## Passage to read
------------------------------------------------------------
Confocal and Airyscan super-resolution images were acquired with Zeiss LSM800 confocal microscope equipped with a 40x C-Apochromat 1.2 NA water-immersion objective. Images in control and perturbation conditions were acquired with identical imaging conditions.
Drug addition experiments
To disrupt actin, oocytes were treated for 1 hour with Cytochalasin D (C8273-1MG, Merck) at a final concentration of 5 μg/ml or Latrunculin B (428020-1MG, Merck) at a final concentration of 5 μM in M2 medium supplemented with dbcAMP. To block nuclear import, oocytes were treated with a combination of 100 μM Importazole (SML0341-5MG, Merck) and 30 μM Ivermectin (I8000010, Merck). These final concentrations were maintained in experiments where oocytes were simultaneously treated with Cytochalasin D, Importazole and Ivermectin. All drugs were dissolved in DMSO (D2650-5X5ML, Merck). Where DMSO was used as control, it was diluted identically in M2 medium supplemented with dbcAMP to corresponding experimental conditions.
------------------------------------------------------------
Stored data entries

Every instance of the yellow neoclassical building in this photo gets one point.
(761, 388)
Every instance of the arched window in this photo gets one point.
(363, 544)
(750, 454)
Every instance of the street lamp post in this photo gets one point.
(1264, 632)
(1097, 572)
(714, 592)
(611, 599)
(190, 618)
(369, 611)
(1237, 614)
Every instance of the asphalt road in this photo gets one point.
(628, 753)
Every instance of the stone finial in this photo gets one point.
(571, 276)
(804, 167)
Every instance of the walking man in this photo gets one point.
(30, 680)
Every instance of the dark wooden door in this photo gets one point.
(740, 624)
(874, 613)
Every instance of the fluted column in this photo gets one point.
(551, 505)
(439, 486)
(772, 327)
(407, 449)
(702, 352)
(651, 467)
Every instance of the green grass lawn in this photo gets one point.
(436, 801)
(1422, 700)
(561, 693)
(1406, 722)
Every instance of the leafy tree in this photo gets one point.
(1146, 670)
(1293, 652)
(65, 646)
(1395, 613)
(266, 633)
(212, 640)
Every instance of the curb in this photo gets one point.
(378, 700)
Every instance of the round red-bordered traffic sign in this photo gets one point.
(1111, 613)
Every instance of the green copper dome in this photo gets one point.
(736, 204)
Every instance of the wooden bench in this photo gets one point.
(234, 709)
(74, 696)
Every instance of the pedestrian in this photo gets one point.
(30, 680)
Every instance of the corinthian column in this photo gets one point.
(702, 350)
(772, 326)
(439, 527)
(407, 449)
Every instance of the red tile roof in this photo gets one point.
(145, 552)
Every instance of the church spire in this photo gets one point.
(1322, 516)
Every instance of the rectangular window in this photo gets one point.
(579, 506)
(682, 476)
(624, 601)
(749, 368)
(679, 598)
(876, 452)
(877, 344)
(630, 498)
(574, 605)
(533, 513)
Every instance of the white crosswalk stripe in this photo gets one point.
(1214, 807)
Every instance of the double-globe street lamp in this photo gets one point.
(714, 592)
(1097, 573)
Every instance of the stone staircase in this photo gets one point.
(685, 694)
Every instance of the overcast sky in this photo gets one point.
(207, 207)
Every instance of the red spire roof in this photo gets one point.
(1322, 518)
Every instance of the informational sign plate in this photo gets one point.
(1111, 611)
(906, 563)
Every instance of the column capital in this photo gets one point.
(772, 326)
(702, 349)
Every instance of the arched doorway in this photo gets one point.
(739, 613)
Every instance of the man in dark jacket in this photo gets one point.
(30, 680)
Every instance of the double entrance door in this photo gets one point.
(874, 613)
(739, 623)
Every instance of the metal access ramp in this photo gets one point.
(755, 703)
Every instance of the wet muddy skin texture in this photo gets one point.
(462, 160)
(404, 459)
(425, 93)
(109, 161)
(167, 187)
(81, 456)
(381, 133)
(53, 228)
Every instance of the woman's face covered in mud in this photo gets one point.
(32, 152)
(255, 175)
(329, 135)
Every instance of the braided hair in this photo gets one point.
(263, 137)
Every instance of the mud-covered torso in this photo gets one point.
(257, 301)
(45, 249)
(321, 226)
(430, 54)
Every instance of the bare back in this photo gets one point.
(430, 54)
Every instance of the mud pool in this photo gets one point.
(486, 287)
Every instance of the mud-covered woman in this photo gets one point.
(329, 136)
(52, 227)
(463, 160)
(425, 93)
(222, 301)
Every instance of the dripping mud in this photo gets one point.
------------------------------------------------------------
## What you need to do
Retype the methods passage on oocyte imaging and drug treatment above, starting at "Confocal and Airyscan" and ending at "identical imaging conditions.".

## Answer to this task
Confocal and Airyscan super-resolution images were acquired with Zeiss LSM800 confocal microscope equipped with a 40x C-Apochromat 1.2 NA water-immersion objective. Images in control and perturbation conditions were acquired with identical imaging conditions.